◆ Goal A
Answer these questions using the excerpt on Kimball and Webb's congruence below, marking each answer (i), (ii), (iii) on its own line.
(i) For which values of P and Q does the excerpt say Wolstenholme's congruence is recovered?
(ii) What does $v_p(x)$ denote?
(iii) If m is of maximal rank, at most how many prime divisors can it have outside the prime divisors of 2D?

◆ Source excerpt
..............................

A prime is called of maximal rank if $r(p)=p-\left( \frac{D}{p} \right)$.
Kimball and Webb's congruence is the following:
$$
v_p\left(\sum_{t=1}^{r(p)-1}\frac{V_t}{U_t} \right)\geq 2,
$$
when $p\geq 5$ is a prime of maximal rank. In the above inequality and in the rest of this note $v_p(x)$ denotes the standard $p$-adic valuation of the rational number $x$, where $p$ is a prime number.
Note that for $P=2, \ Q=1$ we recover Wolstenholme's congruence.
In turn, Ballot \cite{Ball} generalized Kimball and Webb's congruence in the following:
\begin{proposition}
Let $(U_t)$ and $(V_t)$ be a pair of Lucas sequences.
If $m$ is of maximal rank and $\gcd(m,6Q)$=1 then
$$v_q\left(\sum_{t\in I_m}\frac{V_t}{U_t}\right)\geq 2v_q(m),$$
where $q$ is a prime divisor of $m$ and
$$
I_m=\{n: 1\leq n \leq r(m)\}-\bigcup_{\substack{p \ \textrm{is prime}\\ p \, | \, m}}\Z \cdot r(p).
$$
\end{proposition}
\begin{remark} Ballot \cite{Ball} proves more, most notably the condition that $\gcd(m,6)=1$ is not there and a complete list of what happens in those cases is given.
The reason we will assume that $\gcd(m,6)=1$ in this note will be explained later in the introduction.
\end{remark}
The notion of maximal rank for composite $m$ was introduced in \cite{Ball} and is the following: We say that $m$ has maximal rank if for any two prime divisors $p,q$ of $m$ with $a=v_p(m)$ and $b=v_q(m)$ we have that
(i) $p$ is of maximal rank, (ii) $r(p^{a})=p^{a-1}r(p)$ and (iii) $\gcd(r(p^{a}),r(q^{b}))=1$ for $p\neq q$.
This notion has the obvious nuisance that it excludes many $m$. For example, if $m$ is of maximal rank then it can have at most one prime divisor outside the prime divisors of $2D$ and moreover all its prime divisors must themselves be of maximal rank. A natural thing to ask is whether we can say anything definite with a weaker notion. The aim of this note is to clarify the situation.

..............................

◆ Goal B
Pick out every line of the records below that contains the string "street".

..............................

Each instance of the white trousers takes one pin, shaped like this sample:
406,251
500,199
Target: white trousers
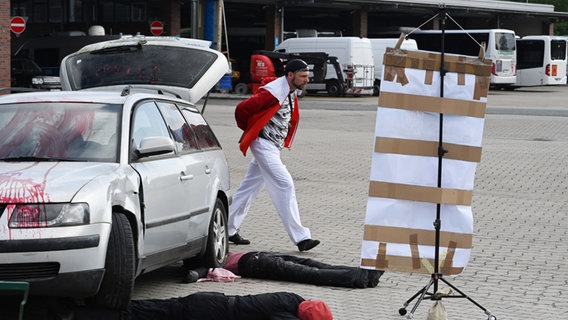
266,168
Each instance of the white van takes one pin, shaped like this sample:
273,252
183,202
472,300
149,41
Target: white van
355,56
379,46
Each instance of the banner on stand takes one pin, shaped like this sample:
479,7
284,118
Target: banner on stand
404,189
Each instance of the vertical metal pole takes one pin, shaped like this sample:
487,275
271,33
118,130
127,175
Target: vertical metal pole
194,17
441,152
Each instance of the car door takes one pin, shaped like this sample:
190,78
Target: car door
196,178
163,185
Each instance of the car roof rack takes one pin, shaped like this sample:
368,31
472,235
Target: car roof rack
126,91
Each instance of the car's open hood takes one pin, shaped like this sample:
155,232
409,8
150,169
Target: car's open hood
186,67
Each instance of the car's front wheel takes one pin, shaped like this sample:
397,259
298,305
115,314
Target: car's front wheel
118,282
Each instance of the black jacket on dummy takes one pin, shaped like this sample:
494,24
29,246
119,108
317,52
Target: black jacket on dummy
204,306
281,267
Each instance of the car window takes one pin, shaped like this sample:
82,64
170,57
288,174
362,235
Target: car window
141,64
205,137
62,131
147,122
183,135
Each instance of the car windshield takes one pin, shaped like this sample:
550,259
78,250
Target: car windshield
61,131
139,64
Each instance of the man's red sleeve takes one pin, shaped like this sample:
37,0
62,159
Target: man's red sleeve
247,108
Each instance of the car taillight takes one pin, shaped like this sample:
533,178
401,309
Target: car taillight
547,70
551,70
349,71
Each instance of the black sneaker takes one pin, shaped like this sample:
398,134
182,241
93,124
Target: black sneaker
307,244
237,239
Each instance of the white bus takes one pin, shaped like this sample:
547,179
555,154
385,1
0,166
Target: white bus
541,61
500,48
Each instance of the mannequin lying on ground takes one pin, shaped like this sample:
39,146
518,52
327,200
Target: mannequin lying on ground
209,306
281,267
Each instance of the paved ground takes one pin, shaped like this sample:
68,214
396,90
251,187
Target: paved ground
518,268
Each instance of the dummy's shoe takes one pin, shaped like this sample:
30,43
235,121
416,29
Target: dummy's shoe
191,276
307,244
237,239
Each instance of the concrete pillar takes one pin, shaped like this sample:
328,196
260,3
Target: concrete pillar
359,20
173,18
274,30
5,45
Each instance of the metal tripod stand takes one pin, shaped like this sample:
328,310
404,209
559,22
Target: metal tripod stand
437,275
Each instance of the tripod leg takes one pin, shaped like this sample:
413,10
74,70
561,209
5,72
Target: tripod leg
422,293
463,295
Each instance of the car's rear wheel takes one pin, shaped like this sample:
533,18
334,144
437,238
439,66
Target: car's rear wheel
217,242
118,282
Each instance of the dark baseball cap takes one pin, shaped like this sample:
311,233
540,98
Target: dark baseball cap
296,65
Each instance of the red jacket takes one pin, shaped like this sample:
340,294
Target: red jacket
255,112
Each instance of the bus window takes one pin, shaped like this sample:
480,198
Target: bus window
500,48
541,61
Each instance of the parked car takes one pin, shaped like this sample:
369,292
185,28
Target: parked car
27,74
98,187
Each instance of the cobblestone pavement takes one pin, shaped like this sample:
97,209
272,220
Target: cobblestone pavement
518,266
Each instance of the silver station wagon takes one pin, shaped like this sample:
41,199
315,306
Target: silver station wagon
117,175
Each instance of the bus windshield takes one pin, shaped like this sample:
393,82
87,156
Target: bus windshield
504,41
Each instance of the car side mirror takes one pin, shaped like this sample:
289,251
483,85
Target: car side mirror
152,146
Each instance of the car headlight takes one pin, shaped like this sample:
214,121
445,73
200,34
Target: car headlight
49,215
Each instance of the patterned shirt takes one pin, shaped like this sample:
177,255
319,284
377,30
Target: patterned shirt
277,128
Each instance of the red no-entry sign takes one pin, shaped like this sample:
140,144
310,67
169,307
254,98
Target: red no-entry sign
156,27
17,24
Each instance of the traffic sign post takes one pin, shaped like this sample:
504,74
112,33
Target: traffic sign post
17,25
156,28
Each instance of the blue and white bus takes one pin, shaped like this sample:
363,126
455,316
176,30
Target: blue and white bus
500,48
541,61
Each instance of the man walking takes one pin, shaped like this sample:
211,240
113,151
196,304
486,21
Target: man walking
269,120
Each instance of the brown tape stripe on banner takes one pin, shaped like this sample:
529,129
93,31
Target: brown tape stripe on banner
404,264
381,262
432,61
424,237
432,104
414,252
420,193
427,149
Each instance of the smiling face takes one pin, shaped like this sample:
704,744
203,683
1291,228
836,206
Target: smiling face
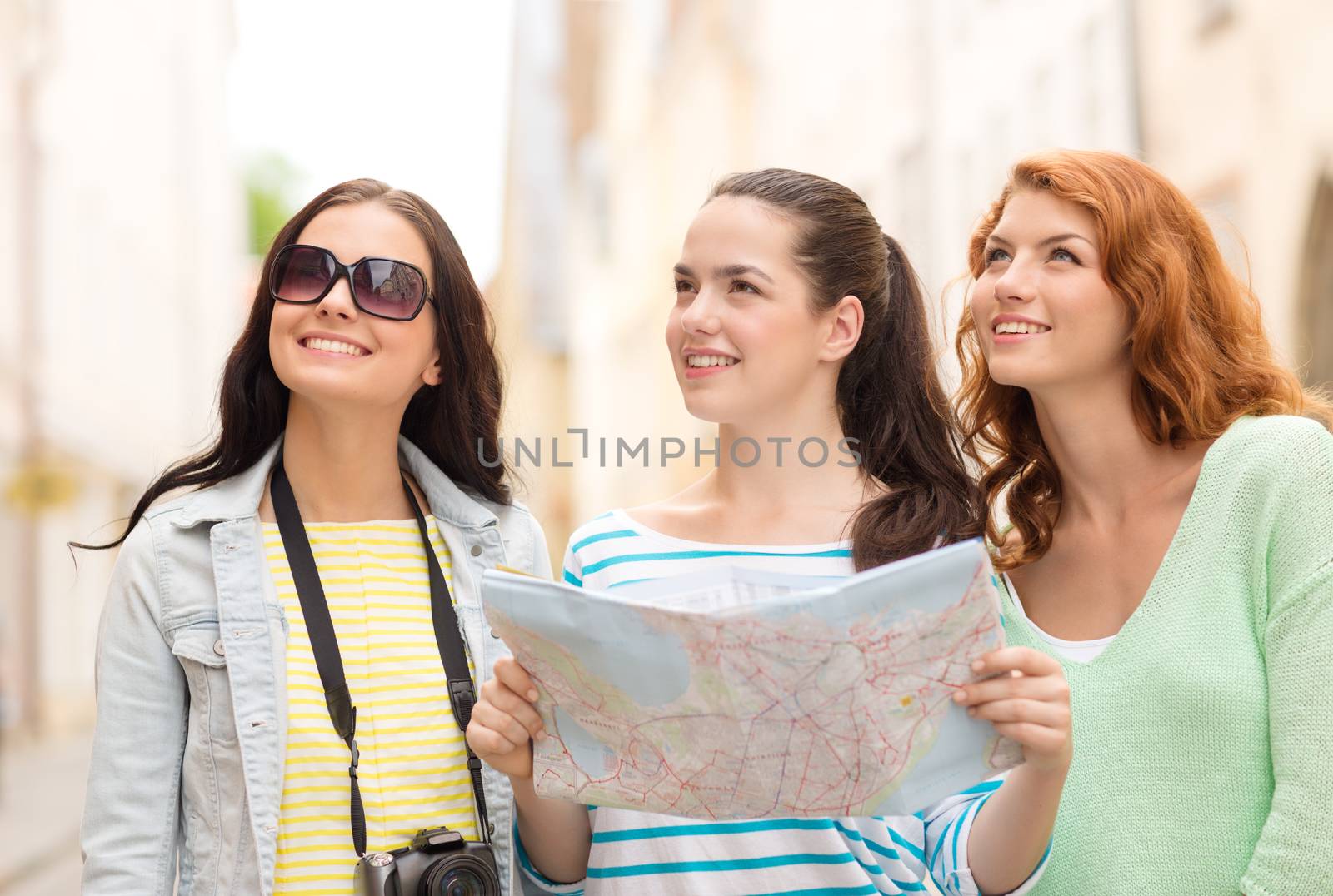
743,334
331,352
1046,316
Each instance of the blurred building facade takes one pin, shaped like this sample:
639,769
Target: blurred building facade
920,107
122,227
1235,113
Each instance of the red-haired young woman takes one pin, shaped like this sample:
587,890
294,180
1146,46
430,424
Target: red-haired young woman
1171,495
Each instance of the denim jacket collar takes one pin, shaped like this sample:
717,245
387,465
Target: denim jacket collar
239,496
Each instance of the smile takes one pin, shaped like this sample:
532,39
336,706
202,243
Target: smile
1020,327
332,347
700,366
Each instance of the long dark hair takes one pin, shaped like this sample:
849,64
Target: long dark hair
888,391
452,423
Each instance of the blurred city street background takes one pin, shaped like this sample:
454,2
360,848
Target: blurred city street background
150,150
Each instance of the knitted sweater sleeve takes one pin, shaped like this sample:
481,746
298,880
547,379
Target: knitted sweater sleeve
1295,852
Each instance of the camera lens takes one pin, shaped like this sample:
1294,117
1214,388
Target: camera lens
462,883
460,876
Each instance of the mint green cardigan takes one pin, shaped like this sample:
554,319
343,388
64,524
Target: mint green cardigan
1204,731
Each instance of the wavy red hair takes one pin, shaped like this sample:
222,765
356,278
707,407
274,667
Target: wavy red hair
1200,354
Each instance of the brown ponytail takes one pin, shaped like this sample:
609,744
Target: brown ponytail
890,396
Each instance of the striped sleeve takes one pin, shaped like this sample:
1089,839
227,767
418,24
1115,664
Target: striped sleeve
948,824
539,882
533,879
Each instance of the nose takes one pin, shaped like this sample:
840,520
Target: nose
703,315
1016,283
339,301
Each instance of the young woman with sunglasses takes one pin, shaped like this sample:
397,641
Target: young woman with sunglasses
796,317
1172,539
366,386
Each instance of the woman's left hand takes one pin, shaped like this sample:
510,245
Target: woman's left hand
1026,702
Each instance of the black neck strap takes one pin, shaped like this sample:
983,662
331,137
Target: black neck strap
328,659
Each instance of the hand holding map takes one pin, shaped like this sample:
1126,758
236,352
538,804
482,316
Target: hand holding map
736,694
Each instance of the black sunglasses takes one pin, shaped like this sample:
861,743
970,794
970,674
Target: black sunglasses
303,275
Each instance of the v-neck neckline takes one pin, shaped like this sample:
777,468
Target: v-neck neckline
1173,547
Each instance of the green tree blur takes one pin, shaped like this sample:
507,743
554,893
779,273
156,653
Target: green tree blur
270,179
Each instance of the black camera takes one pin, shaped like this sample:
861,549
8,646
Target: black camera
439,863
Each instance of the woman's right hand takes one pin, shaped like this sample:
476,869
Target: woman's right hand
504,723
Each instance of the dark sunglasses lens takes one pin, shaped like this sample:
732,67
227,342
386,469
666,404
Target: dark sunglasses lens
388,288
300,274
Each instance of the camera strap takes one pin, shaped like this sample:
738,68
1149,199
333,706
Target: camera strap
330,660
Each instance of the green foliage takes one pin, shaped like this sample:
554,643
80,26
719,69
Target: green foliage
270,179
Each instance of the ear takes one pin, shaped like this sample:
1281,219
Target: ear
432,375
844,324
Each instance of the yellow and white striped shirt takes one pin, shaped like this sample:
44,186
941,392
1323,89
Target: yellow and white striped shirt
413,765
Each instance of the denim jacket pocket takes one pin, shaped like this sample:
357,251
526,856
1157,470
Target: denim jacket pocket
200,652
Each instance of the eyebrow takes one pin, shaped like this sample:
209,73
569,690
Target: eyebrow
726,271
1057,237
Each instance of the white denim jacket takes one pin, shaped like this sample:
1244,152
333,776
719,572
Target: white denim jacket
187,763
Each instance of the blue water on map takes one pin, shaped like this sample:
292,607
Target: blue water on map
611,643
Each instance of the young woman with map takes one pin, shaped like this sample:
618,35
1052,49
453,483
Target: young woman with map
796,319
1171,490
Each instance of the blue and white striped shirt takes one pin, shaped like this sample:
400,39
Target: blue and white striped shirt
644,854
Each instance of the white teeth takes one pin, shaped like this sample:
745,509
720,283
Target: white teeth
711,361
1020,327
331,346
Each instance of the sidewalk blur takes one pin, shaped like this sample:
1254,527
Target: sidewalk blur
42,789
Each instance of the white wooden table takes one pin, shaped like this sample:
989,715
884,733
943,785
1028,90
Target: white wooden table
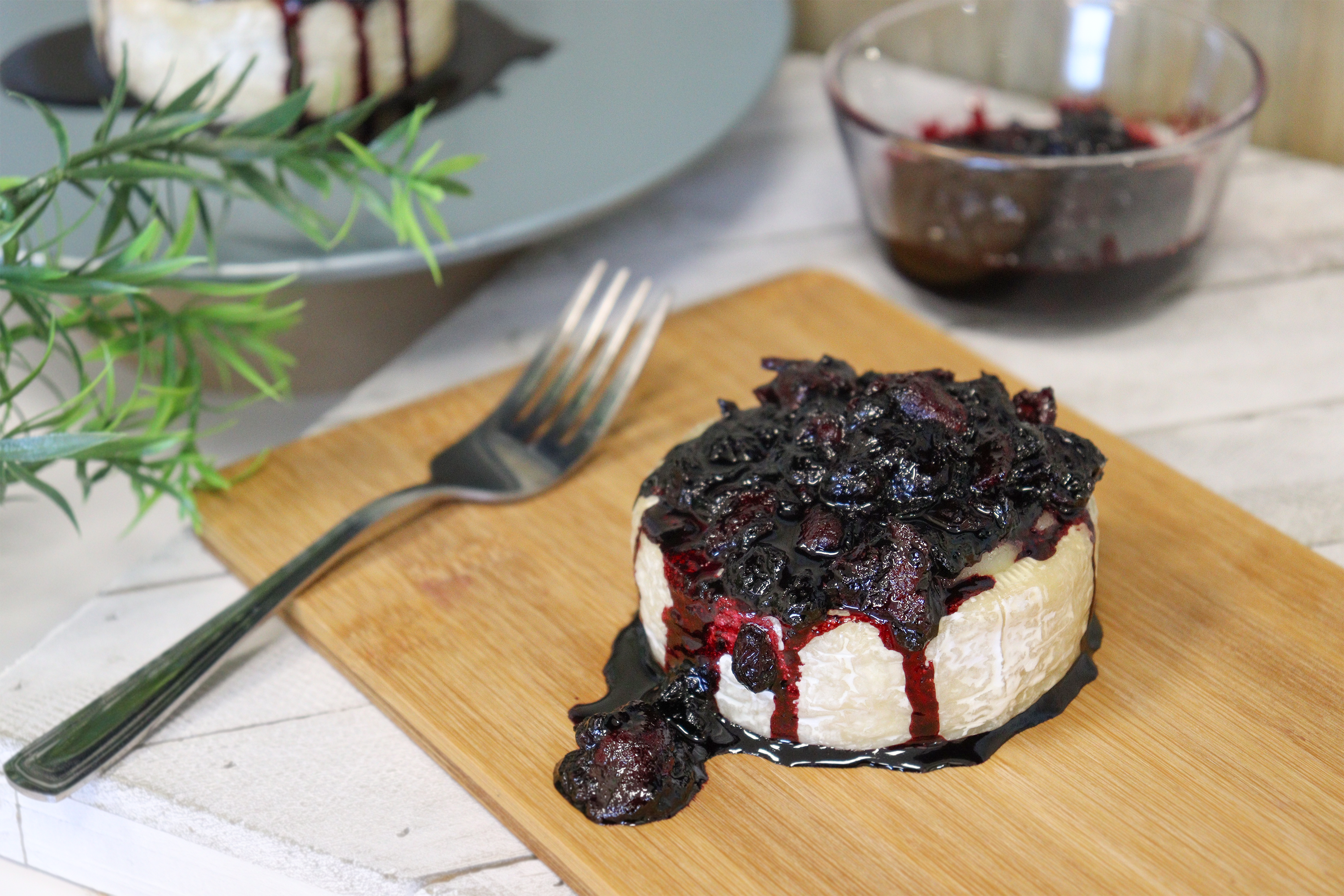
281,778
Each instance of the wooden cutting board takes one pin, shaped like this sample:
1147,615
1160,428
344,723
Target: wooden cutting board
1206,758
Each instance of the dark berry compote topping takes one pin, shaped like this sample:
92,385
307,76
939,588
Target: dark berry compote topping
840,497
1084,129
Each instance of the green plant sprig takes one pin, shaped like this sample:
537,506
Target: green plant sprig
150,182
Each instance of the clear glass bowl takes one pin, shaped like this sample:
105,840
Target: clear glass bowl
1066,229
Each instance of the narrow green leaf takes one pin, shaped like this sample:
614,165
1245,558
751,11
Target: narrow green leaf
435,220
365,158
453,166
275,121
60,500
58,131
113,220
187,99
186,230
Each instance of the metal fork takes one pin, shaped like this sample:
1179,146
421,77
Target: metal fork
534,439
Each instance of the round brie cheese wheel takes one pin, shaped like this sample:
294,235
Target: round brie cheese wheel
871,560
346,50
994,657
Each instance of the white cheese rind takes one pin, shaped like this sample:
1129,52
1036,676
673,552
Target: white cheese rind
652,583
171,43
992,659
853,691
1006,646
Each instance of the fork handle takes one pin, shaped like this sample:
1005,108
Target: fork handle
99,735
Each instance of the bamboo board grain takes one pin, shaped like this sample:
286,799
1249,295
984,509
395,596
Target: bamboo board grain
1205,758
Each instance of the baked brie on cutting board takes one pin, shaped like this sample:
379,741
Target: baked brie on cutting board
862,570
346,50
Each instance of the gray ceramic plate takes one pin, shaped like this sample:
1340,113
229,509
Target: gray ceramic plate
632,92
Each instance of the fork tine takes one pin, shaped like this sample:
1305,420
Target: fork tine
570,318
546,406
604,412
615,343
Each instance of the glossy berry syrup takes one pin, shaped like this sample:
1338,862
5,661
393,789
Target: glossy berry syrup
840,499
292,14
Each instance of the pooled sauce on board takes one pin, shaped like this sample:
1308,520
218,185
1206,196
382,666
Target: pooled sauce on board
840,499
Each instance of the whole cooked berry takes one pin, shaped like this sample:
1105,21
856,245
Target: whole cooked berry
632,766
753,660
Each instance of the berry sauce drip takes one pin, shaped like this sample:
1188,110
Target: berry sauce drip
643,747
292,13
1084,129
358,10
840,499
404,17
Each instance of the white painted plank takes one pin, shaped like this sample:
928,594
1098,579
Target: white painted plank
271,677
11,839
1210,355
1275,224
99,646
1334,552
121,857
1281,466
182,558
21,880
527,878
336,798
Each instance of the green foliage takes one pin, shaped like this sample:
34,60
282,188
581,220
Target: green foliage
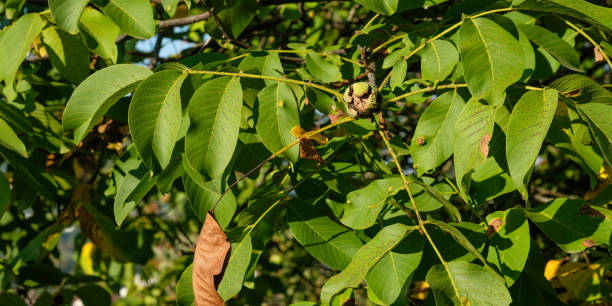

..............................

◆ Task response A
(i) $P=2$ and $Q=1$.
(ii) The standard $p$-adic valuation of the rational number $x$, where $p$ is a prime number.
(iii) At most one.

◆ Task response B
Each instance of the blurred city street background takes one pin, shaped like this sample:
Target: blurred city street background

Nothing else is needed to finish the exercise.